* Tasks to perform
1. Transcribe part of the text about unit-economy, beginning at the words "Rand observes that" and stopping after "[OPAR, p 105]).".
2. According to the text about unit-economy, what are the three components of a file folder in Rand's analogy?

+++ Reading text +++

In this chapter, Rand describes the principle of unit-economy, which explains the enormous power of the conceptual level of consciousness (relative to the perceptual level); the file folder analogy, a metaphor for the role of concepts in cognition; and some guidelines for conceptualization.

The sections below are split into "summary" and "discussion" subsections. In the summary subsection I try as best I can to describe only Rand's theory, although I use some examples of my own. In the discussion section, I shamelessly mix my own ideas in with hers (caveat emptor!).

The "crow" limitation and unit-economy

Summary

Rand notes that consciousness is limited in the number of existents that it can grasp at any one time. (Rand illustrates this point by referring to an experiment with crows; thus, it is known as the "crow epistemology.") For example, we can attend individually to our dog Spot, or perhaps even to Spot and Rover simultaneously, but when confronted with 101 dalmatians, they become a blur, a collective mass of "many" dalmatians.

The power of concepts, says Rand, lies in "unit-economy," their ability to reduce the many to the one, their ability to _condense_ a vast range of awareness into a small number of units. We might not be able to attend individually to each of 101 dalmatians simultaneously, but using concepts we can grasp that each one will wag its tail when it's happy.

Rand holds that unit-economy is the essence of the conceptual level of awareness, ie, the causal factor that explains their ability to overcome the limits of the perceptual level. Concepts vastly expand our awareness by condensing huge amounts of perceptual data into a handful of mental units. Nouns such as "dalmatian" allow us to grasp with a single unit an infinite number of perceptual units. The counting numbers such as "101" allow us to grasp with a single unit a number of concretes that, at the perceptual level, would be an undifferentiated mass. Concepts for unobservable existents such as molecules and galaxies allow us to grasp these existents without constantly referring to the body of observations that point to their existence. The concepts "parent," "friend," "lover," and "enemy" allow us to grasp with a single unit relationships that have hundreds, often subtle aspects manifest at the perceptual level.

Concepts as open-ended file folders

Summary

Rand observes that a concept serves as a repository, or "file folder," of knowledge about a group of existents. In this analogy, the file folders (concepts) have three components. First, they have referents, the existents subsumed by the concept. Second, they have content, the knowledge accumulated regarding the characteristics of the referents subsumed. Third, they have a label (definition), which condenses the file's content and gives us an instantaneous grasp of the nature of the folder's referents (this third component comes from Peikoff's description of the analogy [OPAR, p 105]).

Concepts are open-ended, ie, they are repositories for *all* the knowledge pertaining to their referents, including the yet-to-be-discovered. The open-endedness of concepts has both static and dynamic aspects. Concepts are static in that their referents are fixed: the existents subsumed by a concept never changes from discovery to death, or even from generation to generation.

Concepts are dynamic in that their definitions and content are changing. The evolution of definitions was discussed in chapter five of ITOE. The growth of the content of concepts is discused in this chapter: as information is learned about the referents of a concept, it is integrated in with the previously learned knowledge.

+++ Data block +++

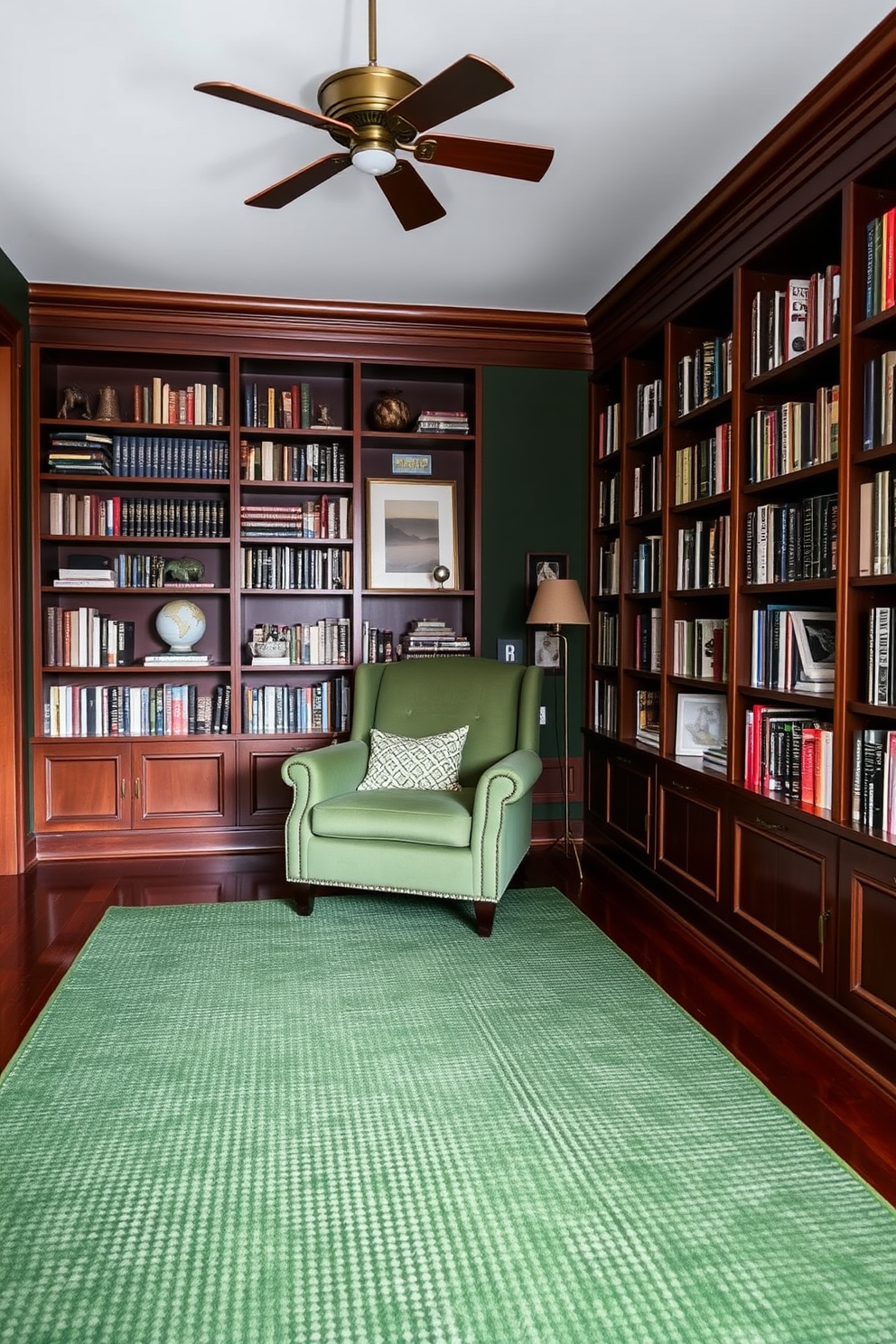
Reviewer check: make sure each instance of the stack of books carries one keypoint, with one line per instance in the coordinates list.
(433, 640)
(76, 451)
(443, 422)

+++

* Solutions for each task
1.
Rand observes that a concept serves as a repository, or "file folder," of knowledge about a group of existents. In this analogy, the file folders (concepts) have three components. First, they have referents, the existents subsumed by the concept. Second, they have content, the knowledge accumulated regarding the characteristics of the referents subsumed. Third, they have a label (definition), which condenses the file's content and gives us an instantaneous grasp of the nature of the folder's referents (this third component comes from Peikoff's description of the analogy [OPAR, p 105]).

2. Referents, content, and a label (definition).